* _EXERCISE PROMPT_:
Your output should be the line that contains "the truck headlight" and all lines after it in the records, retyped exactly through the last one.

□ □ □ □

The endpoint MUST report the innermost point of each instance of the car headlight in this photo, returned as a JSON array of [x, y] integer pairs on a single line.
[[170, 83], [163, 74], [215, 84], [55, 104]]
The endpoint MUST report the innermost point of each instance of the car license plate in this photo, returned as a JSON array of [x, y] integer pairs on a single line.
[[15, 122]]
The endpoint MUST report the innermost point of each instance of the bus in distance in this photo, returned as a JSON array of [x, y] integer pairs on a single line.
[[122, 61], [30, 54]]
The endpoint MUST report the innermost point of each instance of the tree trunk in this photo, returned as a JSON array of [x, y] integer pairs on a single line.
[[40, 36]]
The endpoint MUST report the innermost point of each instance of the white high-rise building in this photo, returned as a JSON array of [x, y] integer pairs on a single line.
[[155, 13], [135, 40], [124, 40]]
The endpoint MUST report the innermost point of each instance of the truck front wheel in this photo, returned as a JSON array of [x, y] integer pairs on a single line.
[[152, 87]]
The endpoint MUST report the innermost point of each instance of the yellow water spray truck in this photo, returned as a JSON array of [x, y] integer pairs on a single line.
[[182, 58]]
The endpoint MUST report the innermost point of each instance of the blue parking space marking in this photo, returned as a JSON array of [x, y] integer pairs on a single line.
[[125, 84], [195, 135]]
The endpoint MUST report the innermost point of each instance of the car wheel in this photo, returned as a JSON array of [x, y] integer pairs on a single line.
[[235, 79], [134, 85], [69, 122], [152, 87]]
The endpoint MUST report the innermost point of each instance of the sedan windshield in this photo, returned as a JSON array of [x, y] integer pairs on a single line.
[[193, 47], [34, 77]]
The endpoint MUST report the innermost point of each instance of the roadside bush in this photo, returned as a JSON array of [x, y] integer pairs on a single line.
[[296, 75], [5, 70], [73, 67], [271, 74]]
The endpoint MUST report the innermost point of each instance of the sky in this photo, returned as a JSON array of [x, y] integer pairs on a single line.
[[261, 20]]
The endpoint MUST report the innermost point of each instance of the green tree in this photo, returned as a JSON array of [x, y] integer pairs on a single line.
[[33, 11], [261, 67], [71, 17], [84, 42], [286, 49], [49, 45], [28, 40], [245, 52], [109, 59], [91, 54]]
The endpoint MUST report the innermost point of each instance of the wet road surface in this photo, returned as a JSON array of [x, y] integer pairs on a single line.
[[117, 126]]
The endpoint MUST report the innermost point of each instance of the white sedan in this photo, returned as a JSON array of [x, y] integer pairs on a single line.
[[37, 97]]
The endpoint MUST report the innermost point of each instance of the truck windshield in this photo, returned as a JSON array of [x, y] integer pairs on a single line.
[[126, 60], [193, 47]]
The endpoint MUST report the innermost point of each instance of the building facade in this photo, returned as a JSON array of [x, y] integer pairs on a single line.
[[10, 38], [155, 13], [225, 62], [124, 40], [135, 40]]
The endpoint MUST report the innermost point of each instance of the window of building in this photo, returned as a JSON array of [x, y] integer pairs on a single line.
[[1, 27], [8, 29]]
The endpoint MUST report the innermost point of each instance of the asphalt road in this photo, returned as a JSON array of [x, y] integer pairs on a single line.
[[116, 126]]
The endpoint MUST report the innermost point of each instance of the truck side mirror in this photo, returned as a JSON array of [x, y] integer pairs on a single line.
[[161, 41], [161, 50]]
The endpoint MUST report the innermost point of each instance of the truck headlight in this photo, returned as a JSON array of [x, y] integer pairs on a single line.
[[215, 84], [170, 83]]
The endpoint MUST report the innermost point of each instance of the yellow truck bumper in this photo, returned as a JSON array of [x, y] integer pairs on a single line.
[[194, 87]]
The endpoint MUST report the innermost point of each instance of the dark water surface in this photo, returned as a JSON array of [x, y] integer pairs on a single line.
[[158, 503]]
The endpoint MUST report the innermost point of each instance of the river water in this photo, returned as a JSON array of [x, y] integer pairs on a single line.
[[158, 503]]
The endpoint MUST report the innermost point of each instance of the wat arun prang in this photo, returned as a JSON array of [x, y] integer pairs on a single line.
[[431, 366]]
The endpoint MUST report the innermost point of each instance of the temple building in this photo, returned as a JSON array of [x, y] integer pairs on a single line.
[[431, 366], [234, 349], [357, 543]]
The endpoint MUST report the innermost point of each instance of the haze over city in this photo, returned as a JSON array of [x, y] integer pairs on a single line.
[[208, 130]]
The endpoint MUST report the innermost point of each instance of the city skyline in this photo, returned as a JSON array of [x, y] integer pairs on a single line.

□ □ □ □

* _SOLUTION TO THE EXERCISE_:
The endpoint MUST report the innermost point of each instance of the truck headlight in this photo, returned as a JSON array of [x, y] integer pairs on a single line.
[[215, 84], [170, 83]]
The endpoint MUST report the innermost point of each instance of the yellow truck bumper in this photo, returned as a JSON array of [x, y] integer pairs on a single line.
[[194, 87]]
The endpoint MUST report the innermost point of each instance of the dark water surface in this photo, returned as a JSON array of [x, y] integer pairs on a single line.
[[158, 503]]
The endpoint MUST report the innermost point of each instance of the river water in this photo, returned as a JSON array of [x, y] integer pairs on a single line.
[[158, 503]]
The endpoint MUST report the innermost point of each instance of the wat arun prang in this photo, returned as a JSON array of [x, y] integer pairs on a single line.
[[431, 366]]
The endpoint MUST report the innermost point of each instance of the temple building in this photo, returned as a JSON array of [x, y] integer pairs on a single line.
[[431, 366], [234, 349], [357, 543]]
The endpoint MUST report the innermost point of each instance of the haze over city in this photo, returned as a JSON array of [x, y] integer pairs on a single line.
[[208, 130]]
The endpoint MUST report the innermost point of each instance of the city skyline in this photo, returned as a JSON array of [x, y] integer pairs on a single line.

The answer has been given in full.